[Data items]
※

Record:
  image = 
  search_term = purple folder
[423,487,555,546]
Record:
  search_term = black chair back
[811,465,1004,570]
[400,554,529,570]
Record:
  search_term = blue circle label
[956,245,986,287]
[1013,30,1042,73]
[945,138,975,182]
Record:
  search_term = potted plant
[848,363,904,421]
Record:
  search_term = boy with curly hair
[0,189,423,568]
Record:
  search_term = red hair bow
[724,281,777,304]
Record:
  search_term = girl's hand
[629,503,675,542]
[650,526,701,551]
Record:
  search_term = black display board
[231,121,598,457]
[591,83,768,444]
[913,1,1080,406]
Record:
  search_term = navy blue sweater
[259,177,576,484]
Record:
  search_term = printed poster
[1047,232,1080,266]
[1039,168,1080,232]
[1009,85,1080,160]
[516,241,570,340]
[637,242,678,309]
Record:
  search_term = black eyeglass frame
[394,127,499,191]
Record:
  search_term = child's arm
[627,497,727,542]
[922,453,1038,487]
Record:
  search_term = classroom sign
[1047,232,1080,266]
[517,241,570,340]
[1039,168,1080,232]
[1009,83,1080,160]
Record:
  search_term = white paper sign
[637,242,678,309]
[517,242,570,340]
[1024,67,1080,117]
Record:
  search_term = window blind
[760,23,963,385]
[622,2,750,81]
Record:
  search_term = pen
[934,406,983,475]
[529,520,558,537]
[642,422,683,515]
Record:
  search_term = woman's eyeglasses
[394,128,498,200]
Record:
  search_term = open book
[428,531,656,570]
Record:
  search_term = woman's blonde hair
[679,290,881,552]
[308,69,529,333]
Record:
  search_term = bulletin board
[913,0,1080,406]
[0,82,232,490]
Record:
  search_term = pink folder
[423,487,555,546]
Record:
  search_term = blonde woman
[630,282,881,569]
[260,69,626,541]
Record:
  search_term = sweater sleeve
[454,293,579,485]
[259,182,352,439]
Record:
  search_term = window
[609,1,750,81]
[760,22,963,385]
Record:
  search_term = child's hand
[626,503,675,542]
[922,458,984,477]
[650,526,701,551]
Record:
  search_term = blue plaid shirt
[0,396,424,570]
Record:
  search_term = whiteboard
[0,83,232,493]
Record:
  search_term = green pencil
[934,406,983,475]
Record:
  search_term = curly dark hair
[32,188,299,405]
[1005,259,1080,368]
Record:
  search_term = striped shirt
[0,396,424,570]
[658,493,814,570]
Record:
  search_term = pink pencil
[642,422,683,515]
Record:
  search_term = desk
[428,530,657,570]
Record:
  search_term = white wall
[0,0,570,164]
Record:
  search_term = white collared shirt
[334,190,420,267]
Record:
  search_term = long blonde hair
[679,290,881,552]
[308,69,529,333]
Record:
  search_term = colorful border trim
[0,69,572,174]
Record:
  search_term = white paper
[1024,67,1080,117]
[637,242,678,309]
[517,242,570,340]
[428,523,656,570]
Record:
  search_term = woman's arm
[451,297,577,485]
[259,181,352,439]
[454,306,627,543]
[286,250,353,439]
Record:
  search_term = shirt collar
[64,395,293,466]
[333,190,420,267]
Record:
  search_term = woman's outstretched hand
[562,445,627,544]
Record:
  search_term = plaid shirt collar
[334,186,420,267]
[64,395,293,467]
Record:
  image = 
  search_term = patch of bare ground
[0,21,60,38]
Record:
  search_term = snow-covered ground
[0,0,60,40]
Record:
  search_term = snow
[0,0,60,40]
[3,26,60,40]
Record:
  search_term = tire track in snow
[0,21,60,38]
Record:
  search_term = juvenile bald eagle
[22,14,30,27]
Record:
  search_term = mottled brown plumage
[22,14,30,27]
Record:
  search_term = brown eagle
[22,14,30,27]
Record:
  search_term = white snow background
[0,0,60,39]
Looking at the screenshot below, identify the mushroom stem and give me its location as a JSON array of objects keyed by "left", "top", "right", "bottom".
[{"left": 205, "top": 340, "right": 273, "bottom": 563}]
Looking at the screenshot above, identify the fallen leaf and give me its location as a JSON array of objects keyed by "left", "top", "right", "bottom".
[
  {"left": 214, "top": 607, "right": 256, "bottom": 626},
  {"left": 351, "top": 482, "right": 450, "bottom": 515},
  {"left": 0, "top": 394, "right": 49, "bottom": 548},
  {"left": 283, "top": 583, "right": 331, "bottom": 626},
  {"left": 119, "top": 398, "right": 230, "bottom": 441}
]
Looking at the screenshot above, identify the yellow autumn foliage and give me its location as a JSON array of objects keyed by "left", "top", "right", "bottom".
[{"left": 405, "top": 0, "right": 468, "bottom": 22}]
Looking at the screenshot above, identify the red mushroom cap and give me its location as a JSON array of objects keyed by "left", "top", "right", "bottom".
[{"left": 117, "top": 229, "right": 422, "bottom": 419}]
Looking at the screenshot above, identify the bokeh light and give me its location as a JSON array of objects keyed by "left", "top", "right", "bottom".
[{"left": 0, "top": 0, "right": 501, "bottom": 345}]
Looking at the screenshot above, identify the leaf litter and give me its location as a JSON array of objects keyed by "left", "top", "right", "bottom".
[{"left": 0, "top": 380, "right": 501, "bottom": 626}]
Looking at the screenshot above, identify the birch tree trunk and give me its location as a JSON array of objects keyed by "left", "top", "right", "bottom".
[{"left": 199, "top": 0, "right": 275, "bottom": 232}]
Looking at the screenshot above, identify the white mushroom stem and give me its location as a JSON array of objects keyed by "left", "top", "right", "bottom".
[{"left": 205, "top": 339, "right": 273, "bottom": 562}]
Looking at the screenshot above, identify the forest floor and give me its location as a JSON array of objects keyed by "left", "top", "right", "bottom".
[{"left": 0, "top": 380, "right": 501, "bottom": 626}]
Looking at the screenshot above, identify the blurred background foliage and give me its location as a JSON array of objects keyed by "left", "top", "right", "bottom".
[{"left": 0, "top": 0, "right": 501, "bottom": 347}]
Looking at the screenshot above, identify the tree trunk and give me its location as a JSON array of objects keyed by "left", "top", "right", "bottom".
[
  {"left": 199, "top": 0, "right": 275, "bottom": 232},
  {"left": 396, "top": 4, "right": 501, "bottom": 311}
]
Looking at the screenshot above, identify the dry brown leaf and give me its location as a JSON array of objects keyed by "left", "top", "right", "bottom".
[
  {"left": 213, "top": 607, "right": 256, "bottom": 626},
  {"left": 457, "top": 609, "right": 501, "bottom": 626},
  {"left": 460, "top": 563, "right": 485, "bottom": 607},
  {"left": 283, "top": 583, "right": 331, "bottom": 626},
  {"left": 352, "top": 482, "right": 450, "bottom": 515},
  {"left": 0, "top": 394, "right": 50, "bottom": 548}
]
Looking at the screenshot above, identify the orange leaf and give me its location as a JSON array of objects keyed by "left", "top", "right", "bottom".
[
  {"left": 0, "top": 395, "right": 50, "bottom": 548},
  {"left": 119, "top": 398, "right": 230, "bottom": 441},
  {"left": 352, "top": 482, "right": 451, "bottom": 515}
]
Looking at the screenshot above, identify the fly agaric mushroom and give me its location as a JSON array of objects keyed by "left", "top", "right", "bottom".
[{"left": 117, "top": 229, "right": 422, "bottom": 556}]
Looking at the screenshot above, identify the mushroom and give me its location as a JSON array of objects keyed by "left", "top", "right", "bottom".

※

▸ **Set task**
Give the stretch of the listing from the line containing "Looking at the screenshot above, identify the orange" through the end of the listing as a Markdown table with the columns Row and Line, one numbered row per line. Leave out blank lines.

▸ **Expected answer**
| Row | Line |
|---|---|
| 1 | Looking at the screenshot above, identify the orange leaf and give me its location as a JSON array of objects keyed by "left", "top", "right", "bottom". |
| 2 | [ |
| 3 |   {"left": 0, "top": 395, "right": 50, "bottom": 548}, |
| 4 |   {"left": 119, "top": 398, "right": 230, "bottom": 441}, |
| 5 |   {"left": 352, "top": 482, "right": 451, "bottom": 515} |
| 6 | ] |
| 7 | Looking at the screenshot above, identify the fly agaric mushroom and give me its location as a JSON array of objects keyed by "left", "top", "right", "bottom". |
| 8 | [{"left": 117, "top": 229, "right": 422, "bottom": 556}] |
| 9 | Looking at the screenshot above, identify the mushroom and give me its location as a JSON array of objects keyed by "left", "top", "right", "bottom". |